» **Required task**
Output the lines of the records from the line containing "Provide the mask of every instance of the hazy" through the end of the records, both ends included, as a JSON list of strings. Use one string per line and leave out blank lines.
######
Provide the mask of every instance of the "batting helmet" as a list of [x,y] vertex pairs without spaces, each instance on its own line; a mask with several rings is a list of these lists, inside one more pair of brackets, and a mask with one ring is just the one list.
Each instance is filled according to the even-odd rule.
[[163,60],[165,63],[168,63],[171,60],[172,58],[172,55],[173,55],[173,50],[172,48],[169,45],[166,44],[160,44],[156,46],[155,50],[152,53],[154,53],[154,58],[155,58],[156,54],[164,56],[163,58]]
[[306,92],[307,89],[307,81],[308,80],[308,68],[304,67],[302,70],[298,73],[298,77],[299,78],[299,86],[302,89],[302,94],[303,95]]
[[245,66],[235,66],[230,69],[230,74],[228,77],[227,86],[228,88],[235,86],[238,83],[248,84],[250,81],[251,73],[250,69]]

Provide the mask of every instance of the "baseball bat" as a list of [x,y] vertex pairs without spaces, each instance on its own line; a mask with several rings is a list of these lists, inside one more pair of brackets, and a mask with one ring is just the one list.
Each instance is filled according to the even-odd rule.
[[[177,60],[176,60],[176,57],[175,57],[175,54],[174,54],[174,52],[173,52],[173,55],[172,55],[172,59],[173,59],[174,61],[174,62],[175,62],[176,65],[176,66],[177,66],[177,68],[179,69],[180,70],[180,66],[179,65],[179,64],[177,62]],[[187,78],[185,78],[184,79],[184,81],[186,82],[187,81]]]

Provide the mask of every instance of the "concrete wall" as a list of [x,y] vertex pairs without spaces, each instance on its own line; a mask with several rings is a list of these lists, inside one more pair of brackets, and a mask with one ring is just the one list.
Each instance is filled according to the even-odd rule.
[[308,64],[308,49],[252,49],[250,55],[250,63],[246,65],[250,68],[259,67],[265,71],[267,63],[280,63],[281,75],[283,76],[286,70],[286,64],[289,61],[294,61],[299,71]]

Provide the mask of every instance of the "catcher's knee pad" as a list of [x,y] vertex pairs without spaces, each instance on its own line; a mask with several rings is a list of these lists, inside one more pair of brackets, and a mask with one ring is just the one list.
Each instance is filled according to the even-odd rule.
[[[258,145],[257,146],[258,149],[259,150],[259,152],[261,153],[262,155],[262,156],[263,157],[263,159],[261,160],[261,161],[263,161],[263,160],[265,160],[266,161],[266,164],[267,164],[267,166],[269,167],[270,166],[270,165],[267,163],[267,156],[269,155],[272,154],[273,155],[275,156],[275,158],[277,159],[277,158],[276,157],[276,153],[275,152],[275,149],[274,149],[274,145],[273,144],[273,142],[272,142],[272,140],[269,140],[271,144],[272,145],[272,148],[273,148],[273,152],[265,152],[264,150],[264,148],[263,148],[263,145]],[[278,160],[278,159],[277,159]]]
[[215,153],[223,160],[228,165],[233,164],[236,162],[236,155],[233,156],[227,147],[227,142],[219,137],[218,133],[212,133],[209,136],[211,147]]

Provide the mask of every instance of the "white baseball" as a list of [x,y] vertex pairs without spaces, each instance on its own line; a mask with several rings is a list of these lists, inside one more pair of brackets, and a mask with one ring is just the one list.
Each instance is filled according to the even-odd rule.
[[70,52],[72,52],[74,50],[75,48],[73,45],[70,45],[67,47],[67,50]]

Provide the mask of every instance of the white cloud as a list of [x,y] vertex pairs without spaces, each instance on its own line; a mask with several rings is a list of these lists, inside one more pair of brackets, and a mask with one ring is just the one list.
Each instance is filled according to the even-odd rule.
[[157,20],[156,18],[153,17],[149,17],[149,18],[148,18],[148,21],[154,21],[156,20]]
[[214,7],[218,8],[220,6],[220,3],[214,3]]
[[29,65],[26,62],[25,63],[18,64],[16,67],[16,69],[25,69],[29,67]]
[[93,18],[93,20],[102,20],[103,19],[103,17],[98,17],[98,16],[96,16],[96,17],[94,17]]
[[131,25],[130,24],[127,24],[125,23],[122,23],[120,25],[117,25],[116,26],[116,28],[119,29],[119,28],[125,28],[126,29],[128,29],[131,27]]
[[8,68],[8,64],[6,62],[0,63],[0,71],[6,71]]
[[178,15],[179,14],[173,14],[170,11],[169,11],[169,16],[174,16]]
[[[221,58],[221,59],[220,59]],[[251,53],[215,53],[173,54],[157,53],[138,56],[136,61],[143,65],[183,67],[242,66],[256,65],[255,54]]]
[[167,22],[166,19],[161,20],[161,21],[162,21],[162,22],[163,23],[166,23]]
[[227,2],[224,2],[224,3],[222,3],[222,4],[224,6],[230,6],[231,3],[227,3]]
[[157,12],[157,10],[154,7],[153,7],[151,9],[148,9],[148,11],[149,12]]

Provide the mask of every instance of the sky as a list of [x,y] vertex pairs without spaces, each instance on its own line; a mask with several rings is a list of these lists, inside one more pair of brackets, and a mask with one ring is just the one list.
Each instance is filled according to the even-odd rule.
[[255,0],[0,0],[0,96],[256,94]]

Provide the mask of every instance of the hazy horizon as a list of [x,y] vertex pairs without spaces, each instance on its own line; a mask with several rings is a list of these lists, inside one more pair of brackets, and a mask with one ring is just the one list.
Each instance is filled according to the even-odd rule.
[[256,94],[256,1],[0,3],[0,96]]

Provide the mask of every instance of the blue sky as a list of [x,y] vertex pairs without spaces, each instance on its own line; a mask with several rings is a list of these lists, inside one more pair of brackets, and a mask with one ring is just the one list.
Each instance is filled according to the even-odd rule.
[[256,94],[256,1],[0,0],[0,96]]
######
» **The reply**
[
  "Provide the mask of every instance of the hazy horizon as a list of [x,y] vertex pairs without spaces, each instance on its own line; a mask with several rings is a list of these lists, inside one more pair of brackets, and a mask with one ring is just the one list.",
  "Each instance is filled according to the even-odd rule.",
  "[[256,94],[256,1],[0,3],[0,96]]",
  "Provide the mask of every instance of the blue sky as a list of [x,y] vertex pairs without spaces, each instance on its own line; a mask with several rings is a list of these lists, inside one more pair of brackets, and a mask with one ring is just the one list.",
  "Each instance is filled according to the even-odd rule.",
  "[[256,94],[256,1],[0,0],[0,96]]"
]